## Text segment

Personal information
- Born: April 14, 1988 (age 38) Saskatoon, Saskatchewan
- Height: 1.75 m (5 ft 9 in)
- Weight: 80 kg (176 lb)

Sport
- Country: Canada
- Sport: Athletics
- Event: Hammer throw

Achievements and titles
- Personal best: 72.16m

= Heather Steacy =

Canadian hammer thrower

Heather Steacy (born April 14, 1988, in Saskatoon, Saskatchewan) is a Canadian track and field athlete competing in the hammer throw. She competed in the hammer throw event at the 2012 Summer Olympics where she finished 34th. She is the younger sister of Canadian Olympic hammer thrower James Steacy.

In July 2016 she was officially named to Canada's Olympic team. She finished in 23rd place.

During the University of Lethbridge's 50th anniversary, Heather Steacy was named #7 Pronghorn of all time, recognizing not only her Olympic success, but also her 2 time win of the prestigious Pronghorn of the Year award.

==Achievements==
- 1st, 2012 and 2016 National Championships, Calgary, Canada (Olympic "A" Standard).
- 14th, q., 2011 IAAF World Championships in Athletics, Daegu, South Korea.

Dataset excerpts
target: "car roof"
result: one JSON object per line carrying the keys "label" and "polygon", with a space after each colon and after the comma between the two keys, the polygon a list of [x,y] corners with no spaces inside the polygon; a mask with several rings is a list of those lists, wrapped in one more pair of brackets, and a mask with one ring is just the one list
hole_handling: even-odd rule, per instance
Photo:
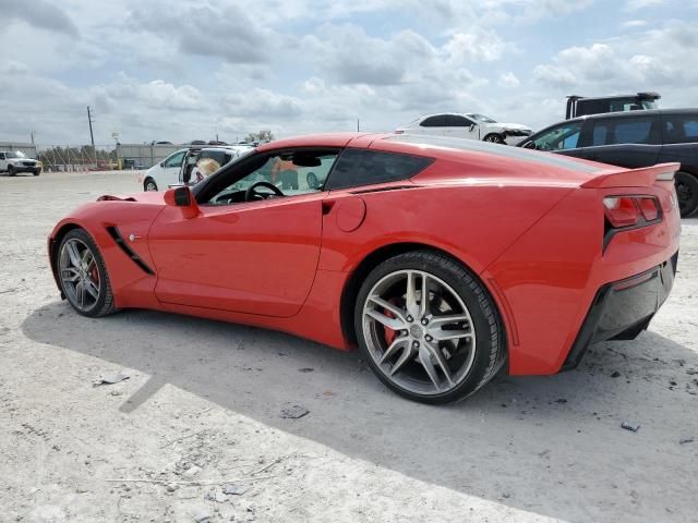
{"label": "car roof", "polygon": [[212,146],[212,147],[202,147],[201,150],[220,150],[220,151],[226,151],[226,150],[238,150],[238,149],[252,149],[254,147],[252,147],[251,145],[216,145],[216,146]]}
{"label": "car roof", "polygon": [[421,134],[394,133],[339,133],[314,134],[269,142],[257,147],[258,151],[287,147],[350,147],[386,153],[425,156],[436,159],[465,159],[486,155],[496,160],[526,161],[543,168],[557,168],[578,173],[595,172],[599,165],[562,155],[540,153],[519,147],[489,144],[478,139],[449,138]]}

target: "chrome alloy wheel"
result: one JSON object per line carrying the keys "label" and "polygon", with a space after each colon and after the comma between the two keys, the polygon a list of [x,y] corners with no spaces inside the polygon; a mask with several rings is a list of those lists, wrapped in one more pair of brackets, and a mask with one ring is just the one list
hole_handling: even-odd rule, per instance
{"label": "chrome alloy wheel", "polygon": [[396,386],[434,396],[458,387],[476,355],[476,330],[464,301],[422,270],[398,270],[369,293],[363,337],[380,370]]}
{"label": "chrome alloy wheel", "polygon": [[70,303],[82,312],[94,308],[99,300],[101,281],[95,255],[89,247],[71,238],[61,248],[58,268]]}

## Exercise goal
Write out, verbatim, the portion of the Heather Steacy text above that runs from "Canadian hammer thrower" to "the Year award.".

## Response to this exercise
Canadian hammer thrower

Heather Steacy (born April 14, 1988, in Saskatoon, Saskatchewan) is a Canadian track and field athlete competing in the hammer throw. She competed in the hammer throw event at the 2012 Summer Olympics where she finished 34th. She is the younger sister of Canadian Olympic hammer thrower James Steacy.

In July 2016 she was officially named to Canada's Olympic team. She finished in 23rd place.

During the University of Lethbridge's 50th anniversary, Heather Steacy was named #7 Pronghorn of all time, recognizing not only her Olympic success, but also her 2 time win of the prestigious Pronghorn of the Year award.